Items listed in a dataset
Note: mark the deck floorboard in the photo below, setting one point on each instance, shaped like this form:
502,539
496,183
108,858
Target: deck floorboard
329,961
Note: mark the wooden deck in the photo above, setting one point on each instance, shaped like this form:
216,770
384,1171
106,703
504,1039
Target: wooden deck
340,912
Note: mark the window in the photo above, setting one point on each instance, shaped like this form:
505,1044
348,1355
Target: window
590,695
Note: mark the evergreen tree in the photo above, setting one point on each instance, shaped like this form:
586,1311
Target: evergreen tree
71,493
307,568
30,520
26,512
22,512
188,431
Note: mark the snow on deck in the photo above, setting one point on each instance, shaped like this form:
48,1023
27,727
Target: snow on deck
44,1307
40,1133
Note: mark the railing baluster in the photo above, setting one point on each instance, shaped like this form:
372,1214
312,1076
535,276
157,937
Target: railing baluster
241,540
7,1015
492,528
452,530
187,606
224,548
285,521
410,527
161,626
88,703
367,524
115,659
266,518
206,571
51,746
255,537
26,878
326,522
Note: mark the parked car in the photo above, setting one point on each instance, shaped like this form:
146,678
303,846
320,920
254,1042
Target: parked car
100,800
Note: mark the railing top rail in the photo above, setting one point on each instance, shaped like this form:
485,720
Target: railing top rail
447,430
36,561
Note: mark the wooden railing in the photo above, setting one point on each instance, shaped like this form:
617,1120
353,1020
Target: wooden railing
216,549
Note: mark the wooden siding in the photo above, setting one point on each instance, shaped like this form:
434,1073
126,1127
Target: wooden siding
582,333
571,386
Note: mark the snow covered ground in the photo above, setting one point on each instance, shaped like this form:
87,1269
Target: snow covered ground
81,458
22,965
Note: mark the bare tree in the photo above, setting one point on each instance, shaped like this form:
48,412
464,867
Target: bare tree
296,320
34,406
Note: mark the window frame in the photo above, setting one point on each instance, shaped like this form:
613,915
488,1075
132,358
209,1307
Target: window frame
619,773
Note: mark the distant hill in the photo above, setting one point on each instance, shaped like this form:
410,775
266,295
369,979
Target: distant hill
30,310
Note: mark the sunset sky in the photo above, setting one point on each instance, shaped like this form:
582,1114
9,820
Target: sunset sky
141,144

Problem description:
Find "Note: mark the bare" in the data above, then repeat that line and all lines after it exactly, ending with the final line.

Exercise result:
Note: mark the bare tree in the photo above, setting one point on each instance, shaped like this form:
48,412
464,867
Target: bare tree
296,320
34,406
Note: mark the window frame in the photo above, setting one point on each instance, shaped like this form:
613,915
488,1075
132,358
209,1307
Target: window frame
619,773
Note: mark the distant hill in the photo above, setting one point on each instance, shaped like this form:
410,775
266,295
369,979
Target: distant hill
30,310
Note: mark the sunset sky in the photo above, setting one point on each instance, shaped like this form:
582,1114
9,820
Target: sunset sky
141,144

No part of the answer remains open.